SET EXERCISE —
Return the material below in full and exactly.

GIVEN ENTRIES —
____________

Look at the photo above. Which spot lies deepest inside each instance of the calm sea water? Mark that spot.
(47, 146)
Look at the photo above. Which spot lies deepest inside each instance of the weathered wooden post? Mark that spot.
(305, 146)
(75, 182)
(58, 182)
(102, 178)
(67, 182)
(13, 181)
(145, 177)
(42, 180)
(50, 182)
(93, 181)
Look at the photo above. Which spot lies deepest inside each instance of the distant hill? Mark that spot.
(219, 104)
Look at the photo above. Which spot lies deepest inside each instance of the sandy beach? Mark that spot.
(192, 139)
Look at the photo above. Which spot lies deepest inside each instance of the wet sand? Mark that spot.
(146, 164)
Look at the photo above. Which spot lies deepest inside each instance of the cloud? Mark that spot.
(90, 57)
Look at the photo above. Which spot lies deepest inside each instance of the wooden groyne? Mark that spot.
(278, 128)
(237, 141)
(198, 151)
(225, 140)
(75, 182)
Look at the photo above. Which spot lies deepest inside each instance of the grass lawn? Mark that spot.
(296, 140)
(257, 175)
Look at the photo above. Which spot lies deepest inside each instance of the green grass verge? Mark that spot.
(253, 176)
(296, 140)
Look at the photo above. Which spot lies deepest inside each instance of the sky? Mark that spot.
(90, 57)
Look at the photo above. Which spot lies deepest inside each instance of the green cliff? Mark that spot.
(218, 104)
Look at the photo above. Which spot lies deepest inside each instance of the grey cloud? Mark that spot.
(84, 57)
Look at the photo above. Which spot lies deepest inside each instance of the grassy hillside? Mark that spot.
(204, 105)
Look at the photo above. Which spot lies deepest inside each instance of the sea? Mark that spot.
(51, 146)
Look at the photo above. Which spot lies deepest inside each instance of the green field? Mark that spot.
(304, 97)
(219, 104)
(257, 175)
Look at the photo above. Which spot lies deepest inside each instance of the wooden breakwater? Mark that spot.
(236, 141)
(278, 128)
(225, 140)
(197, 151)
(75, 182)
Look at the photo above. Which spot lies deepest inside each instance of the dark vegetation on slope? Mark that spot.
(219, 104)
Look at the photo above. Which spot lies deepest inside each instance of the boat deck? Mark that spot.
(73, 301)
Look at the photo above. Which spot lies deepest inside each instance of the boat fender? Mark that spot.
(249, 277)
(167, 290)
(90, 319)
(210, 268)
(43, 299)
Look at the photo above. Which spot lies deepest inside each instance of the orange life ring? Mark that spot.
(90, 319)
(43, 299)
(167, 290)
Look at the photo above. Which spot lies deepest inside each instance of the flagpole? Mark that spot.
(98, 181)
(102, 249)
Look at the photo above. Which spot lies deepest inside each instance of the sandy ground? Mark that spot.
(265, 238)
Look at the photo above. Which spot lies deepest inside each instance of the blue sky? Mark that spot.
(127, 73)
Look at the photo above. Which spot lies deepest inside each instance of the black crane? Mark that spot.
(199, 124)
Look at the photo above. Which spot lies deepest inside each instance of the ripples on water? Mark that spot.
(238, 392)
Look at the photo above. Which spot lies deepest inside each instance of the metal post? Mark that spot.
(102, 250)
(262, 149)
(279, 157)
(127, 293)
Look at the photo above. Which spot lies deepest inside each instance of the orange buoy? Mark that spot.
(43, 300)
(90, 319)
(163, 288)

____________

THE ANSWER —
Look at the photo above. Which spot lies deepest inside each instance of the calm sea water? Mark that spot.
(47, 146)
Look at the photo above. Which spot lies deepest inside each instance of the weathered wooden post? Mark that spot.
(305, 146)
(75, 182)
(58, 182)
(102, 178)
(67, 182)
(13, 181)
(145, 177)
(42, 180)
(50, 182)
(93, 181)
Look at the photo above. Which spot lies deepest inside each instance of the distant hill? Mark that spot.
(219, 104)
Look at the photo above. Which spot lies deepest inside each instance of the sandy beach? Mark that spot.
(192, 139)
Look at the photo above. Which spot lies deepest inside each instance of the wet sand? Mark that spot.
(146, 164)
Look at the photo above. Which spot lies deepest inside each instance of the cloud? Mark that spot.
(90, 57)
Look at the photo above. Which spot lies deepest inside each instance of the wooden groyne? Mark that spot.
(278, 128)
(237, 141)
(198, 151)
(225, 140)
(75, 182)
Look at the photo above. Which spot lies deepest inside each instance of the grass lawn? Mark that spot.
(296, 140)
(257, 175)
Look at the photo above. Which spot lies deepest inside each instance of the green grass verge? Mark that spot.
(253, 176)
(296, 140)
Look at the photo above. Which spot lies deepest inside each instance of the sky? Mark that spot.
(90, 57)
Look at the photo above. Which spot lies deepest inside each instance of the green cliff? Mark that spot.
(218, 104)
Look at the photo above. Which spot lies deepest inside each instance of the grey cloud? Mark that spot.
(84, 57)
Look at the photo above. Which spot lies deepest inside each instance of the grassy hillside? Mark that spot.
(204, 105)
Look at the photo above. Which spot lies deepest inside each instance of the sea? Mark that spot.
(51, 146)
Look at the photo above. Which spot lies deepest inside each instance of the green field? Mark that spot.
(304, 97)
(219, 104)
(257, 175)
Look at the photo above. Which spot lies deepest inside each instance of the wooden breakwater? Mark that spot.
(236, 141)
(278, 128)
(225, 140)
(197, 151)
(75, 182)
Look at the photo above. Which spot lies deepest inside each instance of the dark vegetation on slope? Mark that spot.
(219, 104)
Look at the photo above. Which spot lies deepest inside each instance of the boat deck? Mark that spot.
(73, 301)
Look at the photo above. Which spot lies deepest inside each instance of the boat fender? Mark that spot.
(249, 277)
(167, 290)
(90, 319)
(210, 268)
(43, 299)
Look at the photo above. Which spot lies deepest inside each instance of the orange life ring? Mark that spot.
(90, 319)
(43, 299)
(167, 290)
Look at the photo above. Which spot lies deepest inside each instance of the flagpole? Mark that spot.
(98, 181)
(102, 249)
Look at the photo above. Which spot lies deepest inside each instance of the sandy ground? Mark that spot.
(265, 238)
Look at the photo above. Which spot lies deepest inside each instance of the blue sky? Mark that spot.
(127, 73)
Look at the photo above. Which spot lies deepest inside each instance of the black crane? Mark that spot.
(199, 124)
Look at the photo above. Which spot lies deepest inside each instance of the ripples on water? Mark that spot.
(238, 392)
Look at the photo above. Which spot lies deepest inside each instance of the metal post? Mark that spot.
(102, 250)
(262, 149)
(279, 157)
(127, 293)
Look at the photo above. Which spot lies deepest inside each instance of the orange buoy? Mark that spot.
(43, 300)
(90, 319)
(163, 288)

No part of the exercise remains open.